** Material provided follows **

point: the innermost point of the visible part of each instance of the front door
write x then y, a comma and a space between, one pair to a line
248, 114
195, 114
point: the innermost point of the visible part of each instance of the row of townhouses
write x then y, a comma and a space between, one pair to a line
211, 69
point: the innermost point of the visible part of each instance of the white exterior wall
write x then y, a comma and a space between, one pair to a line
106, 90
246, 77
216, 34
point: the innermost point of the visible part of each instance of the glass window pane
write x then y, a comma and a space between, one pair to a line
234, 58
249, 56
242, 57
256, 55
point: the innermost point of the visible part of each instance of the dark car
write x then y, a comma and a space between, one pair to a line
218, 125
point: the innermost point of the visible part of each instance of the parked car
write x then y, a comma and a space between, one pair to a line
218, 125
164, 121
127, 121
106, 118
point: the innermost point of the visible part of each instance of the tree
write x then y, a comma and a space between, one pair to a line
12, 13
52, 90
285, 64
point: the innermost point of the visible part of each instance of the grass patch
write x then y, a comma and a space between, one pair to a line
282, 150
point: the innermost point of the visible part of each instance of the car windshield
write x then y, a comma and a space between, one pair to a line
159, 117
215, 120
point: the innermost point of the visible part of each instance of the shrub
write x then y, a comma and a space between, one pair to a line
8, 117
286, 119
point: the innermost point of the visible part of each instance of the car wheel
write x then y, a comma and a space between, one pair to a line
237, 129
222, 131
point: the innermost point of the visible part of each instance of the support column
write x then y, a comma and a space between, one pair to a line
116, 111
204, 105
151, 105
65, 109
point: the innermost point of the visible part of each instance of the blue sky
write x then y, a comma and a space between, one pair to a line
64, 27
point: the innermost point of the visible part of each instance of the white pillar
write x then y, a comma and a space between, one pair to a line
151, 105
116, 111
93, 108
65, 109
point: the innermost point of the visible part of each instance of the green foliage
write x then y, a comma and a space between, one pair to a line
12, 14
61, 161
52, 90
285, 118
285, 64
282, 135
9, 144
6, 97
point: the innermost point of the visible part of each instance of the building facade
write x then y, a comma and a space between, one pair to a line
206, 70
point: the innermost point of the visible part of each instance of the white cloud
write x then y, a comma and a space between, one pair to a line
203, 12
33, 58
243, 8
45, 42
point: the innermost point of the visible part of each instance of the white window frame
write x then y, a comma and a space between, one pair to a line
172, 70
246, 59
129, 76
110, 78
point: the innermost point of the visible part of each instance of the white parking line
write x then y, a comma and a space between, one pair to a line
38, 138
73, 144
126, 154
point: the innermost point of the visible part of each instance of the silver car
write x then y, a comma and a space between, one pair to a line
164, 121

** End of Material provided **

--- Problem description ---
Repeat the full set of records exactly.

--- Exercise result ---
point: the innermost point of the visible part of each instance of the front door
write x then y, a comma and a space between, one pair to a line
248, 114
195, 114
point: the innermost point of the visible part of each instance of the row of townhouses
write x then y, a comma and a space between, one pair to a line
211, 69
point: the innermost point of the visible part of each instance of the white exterior wall
write x then y, a comma and a space between, one pair to a line
106, 90
246, 77
216, 34
point: the innermost point of the visible part of each instance of the glass window pane
write x then y, a comma and a space between, one pair to a line
234, 58
249, 56
242, 57
256, 55
point: the innermost point of the visible part of each instance of the dark car
write x then y, a comma and a space between, one pair to a line
218, 125
point: the innermost point of the visible part of each instance of the parked car
write x then y, a comma and a space between, one pair to a line
218, 125
164, 121
127, 121
106, 118
point: the innermost point of the visible part of each instance of the tree
write x then y, a comma and a space between, one pair to a line
12, 13
52, 90
285, 64
point: the innermost point of the visible part of each instance of the grass patch
write x then y, a comma and a space between, one pair to a line
282, 150
point: the innermost point of the visible part of each instance of the car windshield
write x then y, a comma and a space between, one pair to a line
159, 117
215, 120
point: the innermost point of the visible part of each instance of the shrub
write x then y, a comma and a space between, one pair to a line
8, 117
286, 119
point: the innermost point of the visible part of each instance of the car wheel
write x then y, a comma and a space between, one pair to a line
237, 129
222, 131
point: the innermost point of the visible part of each instance of the support column
write x then y, a comma and a space between, one pair to a line
116, 111
204, 105
151, 105
65, 109
point: the innermost point of the visible part of each instance of the blue sky
write x then y, a comma and a space between, one pair to a line
64, 27
point: the innermost point of the visible part of each instance of the white pillar
write x then y, a comma and a space between, one pair to a line
151, 105
116, 111
93, 108
65, 109
point: the innermost point of the visible part of each instance of the green foliage
write x then y, a comma and a space between, one pair to a line
12, 14
61, 161
52, 90
285, 118
285, 64
282, 135
9, 144
6, 97
point: the innermost point of the visible part of each instance of the building facade
write x then y, a comma and a space between, one pair to a line
206, 70
point: the innermost point of the visible part of each instance of the white cloud
write x then y, a comma and a space between, one pair to a line
203, 12
33, 58
243, 8
45, 42
point: the innermost point of the visible part of each instance of the white window frame
write x then y, a comma and a space between, one pair to a line
172, 70
246, 59
129, 76
110, 78
point: the innermost point of the visible part of each instance of the white parking line
write x then y, a comma and a space between, one pair to a line
38, 138
73, 144
126, 154
point: the innermost point of the visible part of each instance of the silver car
write x then y, a comma and a space between, one pair to a line
164, 121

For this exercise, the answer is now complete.